ML: Okay, but let's stick with the advantages first, we'll get onto… I think Winston Churchill said, “don't bring me the problems, the problems will speak for themselves.” So, let's get on to that in a bit. But let's talk about the advantages. We've got the advantage of efficiency, you've got the advantage that they use electricity, which is much easier to decarbonize. If you're heating with gas, then I suppose you can go to biogas, you could maybe go to hydrogen, but you can go to clean electricity right. Now, what about air quality? What about some other things that this technology enables us to do?

TN: I mean, in the past, I would say we have we have a triple dividend, right? We have we use renewable energy, we do this in a very efficient manner. And we reduce CO2 emissions. Now we can add to that, that the heat pump by its design can also balance the electric grid. So actually, more heat pumps are not a problem for the grid. They're a solution because they can shift demand. And they can shift demand, probably about 24 hours or even more, depending on the design again of the system. They also have no emissions, CO2 emissions and particulate matter, because that's also a problem in some areas of Europe and of the world that you don't want particulate matter at the point of operation. They, what I find quite important, they use local, local available energy so you don't have to import the fuel to run them. And they provide local jobs. So all these things together, you would say, some people say is that the panacea. Maybe it's the panacea, it has so many benefits. And if you choose to buy a green electricity tariff, then you have 100%, emission-free and green and renewable energy solution today.
━━━━━━
GIVEN PROBLEM 1:
In the heat pump discussion, roughly how long can heat pumps shift electricity demand?
The heat pump discussion and the entries come from unrelated sources.

RECORD EXTRACTS:
━━━━━━
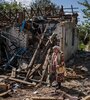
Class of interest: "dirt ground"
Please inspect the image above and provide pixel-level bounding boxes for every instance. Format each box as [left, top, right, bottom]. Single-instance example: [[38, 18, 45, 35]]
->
[[0, 52, 90, 100]]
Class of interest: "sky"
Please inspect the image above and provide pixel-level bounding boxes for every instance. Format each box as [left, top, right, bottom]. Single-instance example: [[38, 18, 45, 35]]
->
[[0, 0, 90, 23]]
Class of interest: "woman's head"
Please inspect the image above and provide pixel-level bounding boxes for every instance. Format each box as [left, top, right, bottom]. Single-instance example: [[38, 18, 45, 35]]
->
[[53, 46, 60, 53]]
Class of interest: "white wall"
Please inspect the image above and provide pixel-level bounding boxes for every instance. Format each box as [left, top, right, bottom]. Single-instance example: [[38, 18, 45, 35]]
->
[[62, 22, 78, 60], [9, 27, 28, 48]]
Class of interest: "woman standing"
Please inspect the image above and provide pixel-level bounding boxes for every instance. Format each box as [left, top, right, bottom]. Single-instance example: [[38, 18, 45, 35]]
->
[[50, 46, 65, 89]]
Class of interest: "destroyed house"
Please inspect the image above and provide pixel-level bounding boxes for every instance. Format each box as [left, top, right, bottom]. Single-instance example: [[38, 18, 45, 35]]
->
[[1, 6, 78, 69]]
━━━━━━
GIVEN PROBLEM 2:
Echo the entries from their start up to and including the line containing "[[0, 0, 90, 23]]", leaving the picture out of your answer.

EXERCISE ANSWER 1:
About 24 hours or even more, depending on the design of the system.

EXERCISE ANSWER 2:
Class of interest: "dirt ground"
Please inspect the image above and provide pixel-level bounding boxes for every instance. Format each box as [left, top, right, bottom]. Single-instance example: [[38, 18, 45, 35]]
->
[[0, 52, 90, 100]]
Class of interest: "sky"
Please inspect the image above and provide pixel-level bounding boxes for every instance. Format each box as [left, top, right, bottom]. Single-instance example: [[38, 18, 45, 35]]
->
[[0, 0, 90, 23]]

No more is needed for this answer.